=== TASK INPUT ===

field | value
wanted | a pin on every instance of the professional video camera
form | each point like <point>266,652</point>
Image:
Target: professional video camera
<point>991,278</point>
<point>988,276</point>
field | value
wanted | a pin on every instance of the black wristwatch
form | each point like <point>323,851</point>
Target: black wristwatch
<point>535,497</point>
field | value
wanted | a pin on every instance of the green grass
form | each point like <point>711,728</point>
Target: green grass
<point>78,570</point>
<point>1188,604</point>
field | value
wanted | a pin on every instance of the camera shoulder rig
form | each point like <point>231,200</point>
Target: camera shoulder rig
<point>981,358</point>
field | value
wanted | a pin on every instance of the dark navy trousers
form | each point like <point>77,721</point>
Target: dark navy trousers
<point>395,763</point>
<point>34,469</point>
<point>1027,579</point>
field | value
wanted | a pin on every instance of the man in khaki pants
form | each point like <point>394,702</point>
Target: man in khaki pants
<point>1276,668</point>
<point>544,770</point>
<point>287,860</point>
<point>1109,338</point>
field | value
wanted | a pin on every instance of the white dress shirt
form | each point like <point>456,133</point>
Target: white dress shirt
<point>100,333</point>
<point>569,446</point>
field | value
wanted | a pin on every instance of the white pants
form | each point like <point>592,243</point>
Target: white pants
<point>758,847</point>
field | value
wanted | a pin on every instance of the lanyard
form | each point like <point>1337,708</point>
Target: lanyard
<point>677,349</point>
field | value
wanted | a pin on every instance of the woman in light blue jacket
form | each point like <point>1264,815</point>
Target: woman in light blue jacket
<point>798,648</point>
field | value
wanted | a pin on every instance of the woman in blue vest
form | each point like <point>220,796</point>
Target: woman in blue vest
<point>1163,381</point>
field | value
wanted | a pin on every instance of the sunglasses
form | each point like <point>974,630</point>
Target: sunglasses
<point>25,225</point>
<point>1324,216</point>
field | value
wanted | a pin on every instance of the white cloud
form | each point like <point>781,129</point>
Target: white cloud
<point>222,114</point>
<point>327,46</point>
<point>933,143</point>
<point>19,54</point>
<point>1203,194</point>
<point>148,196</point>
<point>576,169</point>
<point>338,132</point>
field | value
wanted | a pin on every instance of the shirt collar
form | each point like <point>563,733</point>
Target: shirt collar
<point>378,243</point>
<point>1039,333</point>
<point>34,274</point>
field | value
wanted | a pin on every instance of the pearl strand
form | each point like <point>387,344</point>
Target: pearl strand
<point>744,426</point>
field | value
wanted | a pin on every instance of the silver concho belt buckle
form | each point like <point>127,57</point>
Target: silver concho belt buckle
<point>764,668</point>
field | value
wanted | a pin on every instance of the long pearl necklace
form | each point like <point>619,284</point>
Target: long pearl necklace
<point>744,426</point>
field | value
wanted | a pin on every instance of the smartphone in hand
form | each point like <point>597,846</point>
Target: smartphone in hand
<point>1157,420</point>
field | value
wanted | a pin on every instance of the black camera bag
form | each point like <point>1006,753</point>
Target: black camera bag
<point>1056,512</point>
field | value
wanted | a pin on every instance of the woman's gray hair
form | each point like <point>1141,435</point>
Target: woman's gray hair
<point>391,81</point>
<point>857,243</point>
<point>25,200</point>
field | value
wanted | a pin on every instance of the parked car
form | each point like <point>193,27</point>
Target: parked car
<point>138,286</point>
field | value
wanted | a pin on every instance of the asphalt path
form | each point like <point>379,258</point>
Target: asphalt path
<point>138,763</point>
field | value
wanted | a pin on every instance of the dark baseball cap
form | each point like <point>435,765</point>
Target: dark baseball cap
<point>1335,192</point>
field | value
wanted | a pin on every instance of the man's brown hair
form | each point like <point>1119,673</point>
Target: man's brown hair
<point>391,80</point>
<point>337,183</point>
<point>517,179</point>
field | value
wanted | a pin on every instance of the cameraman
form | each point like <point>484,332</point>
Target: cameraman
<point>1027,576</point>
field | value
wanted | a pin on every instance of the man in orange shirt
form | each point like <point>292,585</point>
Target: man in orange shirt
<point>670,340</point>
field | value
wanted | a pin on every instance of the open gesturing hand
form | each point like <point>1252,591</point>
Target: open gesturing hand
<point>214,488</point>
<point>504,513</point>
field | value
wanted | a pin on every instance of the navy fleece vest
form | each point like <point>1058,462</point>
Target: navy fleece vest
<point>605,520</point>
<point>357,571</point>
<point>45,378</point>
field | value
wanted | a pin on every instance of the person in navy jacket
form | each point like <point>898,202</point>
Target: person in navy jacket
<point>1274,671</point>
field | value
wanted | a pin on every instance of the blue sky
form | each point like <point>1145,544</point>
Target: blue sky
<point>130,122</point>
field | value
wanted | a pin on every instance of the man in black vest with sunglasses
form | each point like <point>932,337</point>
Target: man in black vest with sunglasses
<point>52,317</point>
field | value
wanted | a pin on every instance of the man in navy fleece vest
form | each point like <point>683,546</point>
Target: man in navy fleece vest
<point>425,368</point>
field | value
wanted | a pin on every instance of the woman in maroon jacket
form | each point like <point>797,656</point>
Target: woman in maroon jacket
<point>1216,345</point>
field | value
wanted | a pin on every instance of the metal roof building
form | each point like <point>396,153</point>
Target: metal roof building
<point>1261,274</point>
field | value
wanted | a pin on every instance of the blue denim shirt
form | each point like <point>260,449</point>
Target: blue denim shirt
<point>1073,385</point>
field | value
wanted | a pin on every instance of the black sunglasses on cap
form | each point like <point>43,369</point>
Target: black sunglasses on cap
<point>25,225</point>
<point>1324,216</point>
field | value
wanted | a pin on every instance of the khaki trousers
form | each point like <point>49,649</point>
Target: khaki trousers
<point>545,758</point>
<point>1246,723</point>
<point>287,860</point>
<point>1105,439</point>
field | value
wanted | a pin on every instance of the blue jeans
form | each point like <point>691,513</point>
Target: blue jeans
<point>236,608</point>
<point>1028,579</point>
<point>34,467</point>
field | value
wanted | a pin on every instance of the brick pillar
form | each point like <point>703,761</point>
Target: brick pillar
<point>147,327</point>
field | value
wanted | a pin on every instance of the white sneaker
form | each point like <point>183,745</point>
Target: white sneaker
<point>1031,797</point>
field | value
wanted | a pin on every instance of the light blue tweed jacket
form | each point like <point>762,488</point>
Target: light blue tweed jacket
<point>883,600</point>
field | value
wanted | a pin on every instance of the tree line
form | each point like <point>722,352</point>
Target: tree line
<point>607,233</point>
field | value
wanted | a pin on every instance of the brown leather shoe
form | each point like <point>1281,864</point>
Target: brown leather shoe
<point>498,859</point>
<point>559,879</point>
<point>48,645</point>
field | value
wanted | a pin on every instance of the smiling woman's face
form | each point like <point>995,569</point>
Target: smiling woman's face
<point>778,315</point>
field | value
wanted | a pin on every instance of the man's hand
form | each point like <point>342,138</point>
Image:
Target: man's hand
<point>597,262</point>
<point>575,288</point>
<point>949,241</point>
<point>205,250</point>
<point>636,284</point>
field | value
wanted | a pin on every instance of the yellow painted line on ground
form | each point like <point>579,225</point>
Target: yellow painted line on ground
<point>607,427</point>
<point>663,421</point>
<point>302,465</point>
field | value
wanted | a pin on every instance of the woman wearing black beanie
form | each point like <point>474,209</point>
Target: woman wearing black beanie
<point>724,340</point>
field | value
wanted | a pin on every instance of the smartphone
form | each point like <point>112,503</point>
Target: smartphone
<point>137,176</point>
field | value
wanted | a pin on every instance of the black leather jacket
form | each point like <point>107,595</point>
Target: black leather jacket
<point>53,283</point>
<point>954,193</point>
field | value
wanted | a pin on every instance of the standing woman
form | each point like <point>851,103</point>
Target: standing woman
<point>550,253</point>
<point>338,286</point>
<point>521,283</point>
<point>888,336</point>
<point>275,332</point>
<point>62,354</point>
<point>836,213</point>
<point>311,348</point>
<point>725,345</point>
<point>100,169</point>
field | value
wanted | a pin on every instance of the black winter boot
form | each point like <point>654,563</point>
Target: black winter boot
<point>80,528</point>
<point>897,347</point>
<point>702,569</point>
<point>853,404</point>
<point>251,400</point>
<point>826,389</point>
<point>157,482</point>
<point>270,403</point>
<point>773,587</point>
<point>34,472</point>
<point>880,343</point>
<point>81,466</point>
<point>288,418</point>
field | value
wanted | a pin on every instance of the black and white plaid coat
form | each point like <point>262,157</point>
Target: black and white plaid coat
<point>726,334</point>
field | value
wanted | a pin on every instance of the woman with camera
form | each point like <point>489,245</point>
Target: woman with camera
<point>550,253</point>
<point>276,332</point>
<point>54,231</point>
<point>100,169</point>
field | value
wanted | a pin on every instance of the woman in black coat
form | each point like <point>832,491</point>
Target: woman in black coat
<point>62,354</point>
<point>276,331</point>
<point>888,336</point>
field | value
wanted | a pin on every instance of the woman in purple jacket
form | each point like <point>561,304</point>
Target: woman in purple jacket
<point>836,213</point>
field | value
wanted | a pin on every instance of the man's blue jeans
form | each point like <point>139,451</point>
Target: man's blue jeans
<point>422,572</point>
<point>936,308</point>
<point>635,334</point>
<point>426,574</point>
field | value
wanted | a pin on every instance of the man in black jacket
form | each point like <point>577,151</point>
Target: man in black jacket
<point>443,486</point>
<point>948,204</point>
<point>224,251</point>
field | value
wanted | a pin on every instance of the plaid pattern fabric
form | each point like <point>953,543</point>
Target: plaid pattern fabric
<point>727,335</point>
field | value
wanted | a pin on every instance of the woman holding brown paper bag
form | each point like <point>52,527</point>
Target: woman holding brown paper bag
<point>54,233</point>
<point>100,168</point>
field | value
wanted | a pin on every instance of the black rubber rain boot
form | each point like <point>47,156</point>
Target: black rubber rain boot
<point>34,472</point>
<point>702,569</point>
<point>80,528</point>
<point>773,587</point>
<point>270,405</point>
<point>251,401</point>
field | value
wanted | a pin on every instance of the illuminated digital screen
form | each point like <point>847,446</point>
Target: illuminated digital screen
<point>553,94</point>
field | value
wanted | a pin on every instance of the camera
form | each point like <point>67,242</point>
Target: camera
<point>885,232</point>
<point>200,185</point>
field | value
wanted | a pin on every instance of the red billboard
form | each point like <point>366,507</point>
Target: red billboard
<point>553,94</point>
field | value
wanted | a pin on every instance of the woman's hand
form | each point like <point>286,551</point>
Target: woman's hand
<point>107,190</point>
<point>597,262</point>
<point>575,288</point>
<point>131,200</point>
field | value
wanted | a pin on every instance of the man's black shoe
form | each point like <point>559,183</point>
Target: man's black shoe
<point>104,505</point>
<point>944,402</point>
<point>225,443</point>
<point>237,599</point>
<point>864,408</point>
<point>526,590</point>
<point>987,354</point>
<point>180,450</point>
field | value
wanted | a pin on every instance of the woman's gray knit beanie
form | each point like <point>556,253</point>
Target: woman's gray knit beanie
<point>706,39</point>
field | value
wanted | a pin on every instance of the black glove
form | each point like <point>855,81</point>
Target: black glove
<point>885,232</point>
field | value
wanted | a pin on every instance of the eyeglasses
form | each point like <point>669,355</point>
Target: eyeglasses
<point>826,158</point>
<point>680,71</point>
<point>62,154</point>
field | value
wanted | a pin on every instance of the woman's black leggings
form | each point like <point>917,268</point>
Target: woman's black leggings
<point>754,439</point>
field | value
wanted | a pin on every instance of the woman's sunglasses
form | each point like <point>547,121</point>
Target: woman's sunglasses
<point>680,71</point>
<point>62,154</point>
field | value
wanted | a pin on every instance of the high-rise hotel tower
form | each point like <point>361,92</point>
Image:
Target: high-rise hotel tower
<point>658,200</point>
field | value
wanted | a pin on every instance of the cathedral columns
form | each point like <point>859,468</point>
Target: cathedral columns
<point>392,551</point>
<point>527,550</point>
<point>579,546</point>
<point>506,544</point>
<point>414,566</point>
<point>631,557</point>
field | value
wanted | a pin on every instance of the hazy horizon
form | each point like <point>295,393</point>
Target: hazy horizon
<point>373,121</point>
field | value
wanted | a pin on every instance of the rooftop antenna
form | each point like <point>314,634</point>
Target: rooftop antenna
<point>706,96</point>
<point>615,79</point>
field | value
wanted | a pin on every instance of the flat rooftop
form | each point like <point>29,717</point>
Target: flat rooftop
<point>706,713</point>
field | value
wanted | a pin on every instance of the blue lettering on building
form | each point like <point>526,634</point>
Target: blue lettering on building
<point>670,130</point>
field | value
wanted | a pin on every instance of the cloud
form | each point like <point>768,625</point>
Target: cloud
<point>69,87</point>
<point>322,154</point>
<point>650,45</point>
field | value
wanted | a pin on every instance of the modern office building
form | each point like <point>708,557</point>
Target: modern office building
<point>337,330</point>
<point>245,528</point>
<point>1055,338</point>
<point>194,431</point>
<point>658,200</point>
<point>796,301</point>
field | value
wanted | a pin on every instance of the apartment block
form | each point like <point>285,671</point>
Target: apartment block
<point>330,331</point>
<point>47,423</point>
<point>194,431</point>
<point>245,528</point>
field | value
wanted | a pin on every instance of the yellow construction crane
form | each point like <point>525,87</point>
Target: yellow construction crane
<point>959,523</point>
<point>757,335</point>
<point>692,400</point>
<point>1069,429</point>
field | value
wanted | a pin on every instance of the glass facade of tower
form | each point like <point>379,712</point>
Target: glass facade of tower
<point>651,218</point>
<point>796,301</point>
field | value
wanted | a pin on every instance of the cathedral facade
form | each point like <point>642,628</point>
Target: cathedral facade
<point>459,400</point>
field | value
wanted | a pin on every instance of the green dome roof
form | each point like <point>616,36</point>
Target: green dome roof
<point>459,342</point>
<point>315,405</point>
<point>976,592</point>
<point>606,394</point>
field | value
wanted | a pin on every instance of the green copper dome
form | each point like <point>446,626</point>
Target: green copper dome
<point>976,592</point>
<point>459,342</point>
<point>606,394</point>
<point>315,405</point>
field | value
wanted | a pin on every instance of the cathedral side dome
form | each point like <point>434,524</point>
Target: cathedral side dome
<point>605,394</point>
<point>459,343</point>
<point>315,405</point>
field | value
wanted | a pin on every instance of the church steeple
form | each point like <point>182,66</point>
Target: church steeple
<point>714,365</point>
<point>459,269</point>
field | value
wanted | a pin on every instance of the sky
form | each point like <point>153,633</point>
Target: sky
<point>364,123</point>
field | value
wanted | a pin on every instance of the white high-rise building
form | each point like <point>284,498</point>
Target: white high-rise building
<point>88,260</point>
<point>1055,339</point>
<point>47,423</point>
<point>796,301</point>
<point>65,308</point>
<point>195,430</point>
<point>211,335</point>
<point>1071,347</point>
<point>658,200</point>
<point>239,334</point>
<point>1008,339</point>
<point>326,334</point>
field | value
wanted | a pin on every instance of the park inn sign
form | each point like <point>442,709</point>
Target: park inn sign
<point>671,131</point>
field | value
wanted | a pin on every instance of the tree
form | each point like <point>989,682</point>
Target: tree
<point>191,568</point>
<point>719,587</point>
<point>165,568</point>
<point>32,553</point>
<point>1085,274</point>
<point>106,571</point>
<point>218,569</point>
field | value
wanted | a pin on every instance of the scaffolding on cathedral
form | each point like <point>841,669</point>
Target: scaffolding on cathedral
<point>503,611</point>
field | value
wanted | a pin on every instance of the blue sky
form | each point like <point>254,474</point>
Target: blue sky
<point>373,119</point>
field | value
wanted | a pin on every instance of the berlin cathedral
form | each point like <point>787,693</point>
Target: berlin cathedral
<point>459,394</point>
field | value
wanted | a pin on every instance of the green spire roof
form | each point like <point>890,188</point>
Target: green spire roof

===

WHAT YOU ARE ASKED TO DO -> Collect every line of the entries above that contains the word "strand" and list those lines in order.

CORRECT RESPONSE ->
wanted | a pin on every instance of the pearl strand
Target: pearl strand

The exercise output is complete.